VORLIEGENDER TEXT »
Stand: 31.05.2017 13:46 Uhr

Eltern dürfen als Erben nicht auf den Facebook-Account ihrer verstorbenen Tochter zugreifen. Das hat das Berliner Kammergericht entschieden. Dagegen stünden Rechte Dritter. Ob das Konto überhaupt vererblich ist, haben die Richter offen gelassen.

Von Timo Conraths, ARD-Rechtsredaktion

Was hat das Berliner Kammergericht entschieden?

Das Kammergericht in Berlin hat die Klage einer Mutter abgewiesen, die von Facebook Zugang zu dem Nutzerkonto ihrer verstorbenen Tochter verlangt hatte. Gegen den Zugriff der Eltern auf das Facebook-Konto stehe insbesondere das Fernmeldegeheimnis von Kommunikationspartnern der Tochter, so der Vorsitzende Richter Björn Retzlaff bei der mündlichen Urteilsverkündung. Das Fernmeldegeheimnis, das die Kommunikation zwischen Gesprächspartnern schützt, könne nur durch Gesetz eingeschränkt werden. Dies sei für den vorliegenden Fall nicht erfolgt, so Retzlaff weiter. Auch das allgemeine Persönlichkeitsrecht der klagenden Mutter biete keine Anspruchsgrundlage gegenüber Facebook. Die Frage, ob der Nutzungsvertrag überhaupt Teil des Erbes geworden ist, ließ das Gericht hingegen offen.

Was ist der Hintergrund des Verfahrens?

Im Dezember 2012 wurde eine 15-Jährige in einem Berliner U-Bahnhof von einem einfahrenden Zug erfasst und starb wenig später im Krankenhaus. Die genauen Umstände des Vorfalls sind bis heute nicht bekannt. Die Eltern wollen klären, ob ihre Tochter Suizid begangen hat. Möglich ist, dass der Teenager zuvor gemobbt worden war. Von dem Chat-Verlauf im Facebook-Konto des Mädchens erhoffen sich die Eltern Antworten. Doch sie haben trotz Zugangsdaten keinen Zugriff auf das Konto.

(Einträge des Annotationsdatensatzes)
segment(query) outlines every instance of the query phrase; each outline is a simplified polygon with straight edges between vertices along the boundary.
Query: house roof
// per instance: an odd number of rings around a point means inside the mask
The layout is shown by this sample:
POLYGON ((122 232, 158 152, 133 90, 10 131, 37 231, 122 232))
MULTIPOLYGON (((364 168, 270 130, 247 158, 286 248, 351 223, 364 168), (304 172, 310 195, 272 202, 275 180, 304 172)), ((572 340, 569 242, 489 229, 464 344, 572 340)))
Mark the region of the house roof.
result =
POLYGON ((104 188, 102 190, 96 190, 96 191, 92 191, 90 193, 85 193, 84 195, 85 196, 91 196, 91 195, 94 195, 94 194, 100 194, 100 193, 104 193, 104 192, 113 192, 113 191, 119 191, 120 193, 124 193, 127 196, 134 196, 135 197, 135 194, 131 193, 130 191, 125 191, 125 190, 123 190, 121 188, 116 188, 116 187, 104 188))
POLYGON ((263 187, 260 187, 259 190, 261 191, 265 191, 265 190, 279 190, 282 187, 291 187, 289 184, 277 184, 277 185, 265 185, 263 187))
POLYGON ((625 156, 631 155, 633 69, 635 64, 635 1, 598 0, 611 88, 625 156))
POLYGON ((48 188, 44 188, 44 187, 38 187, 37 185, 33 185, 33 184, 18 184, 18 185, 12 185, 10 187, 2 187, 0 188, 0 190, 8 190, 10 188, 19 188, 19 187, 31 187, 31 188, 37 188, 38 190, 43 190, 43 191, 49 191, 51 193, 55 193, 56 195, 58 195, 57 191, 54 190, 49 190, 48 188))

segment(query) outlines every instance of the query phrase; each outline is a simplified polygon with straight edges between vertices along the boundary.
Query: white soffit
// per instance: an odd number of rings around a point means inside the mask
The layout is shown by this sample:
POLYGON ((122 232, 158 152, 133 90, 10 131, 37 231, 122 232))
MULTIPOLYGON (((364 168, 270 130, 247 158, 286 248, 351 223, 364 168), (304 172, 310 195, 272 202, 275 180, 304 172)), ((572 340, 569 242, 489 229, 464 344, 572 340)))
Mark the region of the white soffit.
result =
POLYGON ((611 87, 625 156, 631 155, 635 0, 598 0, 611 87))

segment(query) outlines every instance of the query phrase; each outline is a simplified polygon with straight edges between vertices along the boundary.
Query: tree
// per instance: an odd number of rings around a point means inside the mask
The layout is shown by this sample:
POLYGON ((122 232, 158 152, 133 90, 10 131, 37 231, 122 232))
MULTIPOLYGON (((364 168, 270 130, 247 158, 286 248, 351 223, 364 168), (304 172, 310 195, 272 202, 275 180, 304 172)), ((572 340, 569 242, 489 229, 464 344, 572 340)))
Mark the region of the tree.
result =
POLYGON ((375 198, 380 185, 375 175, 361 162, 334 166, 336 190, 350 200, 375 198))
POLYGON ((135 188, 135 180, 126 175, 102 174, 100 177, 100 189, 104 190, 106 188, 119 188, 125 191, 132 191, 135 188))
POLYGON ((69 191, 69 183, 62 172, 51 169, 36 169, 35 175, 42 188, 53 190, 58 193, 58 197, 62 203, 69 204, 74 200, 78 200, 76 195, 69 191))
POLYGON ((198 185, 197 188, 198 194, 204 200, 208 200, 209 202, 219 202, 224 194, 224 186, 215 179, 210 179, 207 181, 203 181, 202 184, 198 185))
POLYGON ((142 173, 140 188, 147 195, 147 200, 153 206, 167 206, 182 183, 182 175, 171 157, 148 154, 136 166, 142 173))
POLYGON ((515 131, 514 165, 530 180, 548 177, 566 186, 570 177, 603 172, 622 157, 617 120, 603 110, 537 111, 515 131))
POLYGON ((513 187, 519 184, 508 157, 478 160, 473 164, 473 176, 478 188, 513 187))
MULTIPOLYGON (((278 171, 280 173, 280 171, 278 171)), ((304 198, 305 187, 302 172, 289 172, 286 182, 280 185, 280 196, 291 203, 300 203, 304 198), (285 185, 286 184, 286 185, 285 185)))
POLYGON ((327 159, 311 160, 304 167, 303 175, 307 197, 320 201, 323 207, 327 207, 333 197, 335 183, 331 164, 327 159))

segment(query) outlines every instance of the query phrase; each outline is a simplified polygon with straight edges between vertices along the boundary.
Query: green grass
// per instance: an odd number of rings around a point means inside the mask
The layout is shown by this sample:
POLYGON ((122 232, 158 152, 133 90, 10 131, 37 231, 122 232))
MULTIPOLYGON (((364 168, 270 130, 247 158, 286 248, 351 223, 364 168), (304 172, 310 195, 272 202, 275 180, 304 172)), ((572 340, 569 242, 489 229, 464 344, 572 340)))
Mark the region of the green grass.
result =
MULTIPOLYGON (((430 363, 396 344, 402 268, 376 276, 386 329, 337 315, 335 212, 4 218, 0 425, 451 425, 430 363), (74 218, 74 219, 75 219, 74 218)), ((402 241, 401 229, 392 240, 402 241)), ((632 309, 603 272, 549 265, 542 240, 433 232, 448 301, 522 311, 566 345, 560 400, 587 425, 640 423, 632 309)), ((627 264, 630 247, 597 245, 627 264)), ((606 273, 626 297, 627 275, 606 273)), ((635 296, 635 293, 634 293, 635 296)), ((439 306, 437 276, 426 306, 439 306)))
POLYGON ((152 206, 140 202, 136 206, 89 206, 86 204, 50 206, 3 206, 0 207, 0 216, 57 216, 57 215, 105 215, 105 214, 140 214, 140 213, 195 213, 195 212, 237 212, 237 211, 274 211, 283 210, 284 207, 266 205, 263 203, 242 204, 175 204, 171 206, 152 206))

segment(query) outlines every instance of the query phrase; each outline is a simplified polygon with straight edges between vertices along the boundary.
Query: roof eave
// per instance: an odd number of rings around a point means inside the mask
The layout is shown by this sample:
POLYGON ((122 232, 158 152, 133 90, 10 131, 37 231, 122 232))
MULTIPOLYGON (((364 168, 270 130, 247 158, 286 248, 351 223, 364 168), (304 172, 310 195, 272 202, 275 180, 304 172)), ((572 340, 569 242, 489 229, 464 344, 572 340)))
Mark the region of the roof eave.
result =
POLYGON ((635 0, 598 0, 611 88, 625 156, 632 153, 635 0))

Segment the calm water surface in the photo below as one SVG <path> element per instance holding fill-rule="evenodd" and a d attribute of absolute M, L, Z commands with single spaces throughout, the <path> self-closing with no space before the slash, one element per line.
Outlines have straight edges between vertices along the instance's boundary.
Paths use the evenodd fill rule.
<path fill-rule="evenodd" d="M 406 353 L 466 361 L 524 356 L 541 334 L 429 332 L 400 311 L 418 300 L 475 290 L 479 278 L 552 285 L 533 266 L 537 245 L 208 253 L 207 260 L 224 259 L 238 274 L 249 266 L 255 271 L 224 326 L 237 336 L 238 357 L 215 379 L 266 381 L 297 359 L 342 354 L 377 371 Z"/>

ARBEITSANWEISUNGEN »
a) Welches Recht steht laut dem Text über das Facebook-Urteil dem Zugriff der Eltern insbesondere entgegen?
b) Schreibe den Text über das Urteil zum Facebook-Konto im Anschluss an seinen letzten Satz weiter.

LÖSUNGEN »
a) Das Fernmeldegeheimnis der Kommunikationspartner der Tochter.

b)
Der Grund: Ein Nutzer meldete dem sozialen Netzwerk den Tod der 15-Jährigen. Facebook versetzte das Konto daraufhin gemäß seiner Nutzungsbedingungen in den sogenannten „Gedenkzustand“. Dieser führt dazu, dass der Account gesperrt wird – für jedermann, also auch für die Eltern. Diese Regelung gilt bis heute, mit der Ausnahme, dass Nutzer mittlerweile zu Lebzeiten einen Nachlasskontakt angeben können. Dieser darf nach dem Tod des Nutzers dessen Profilfoto ändern oder auf Freundschaftsanfragen reagieren. Alte Chats lesen kann aber auch er nicht.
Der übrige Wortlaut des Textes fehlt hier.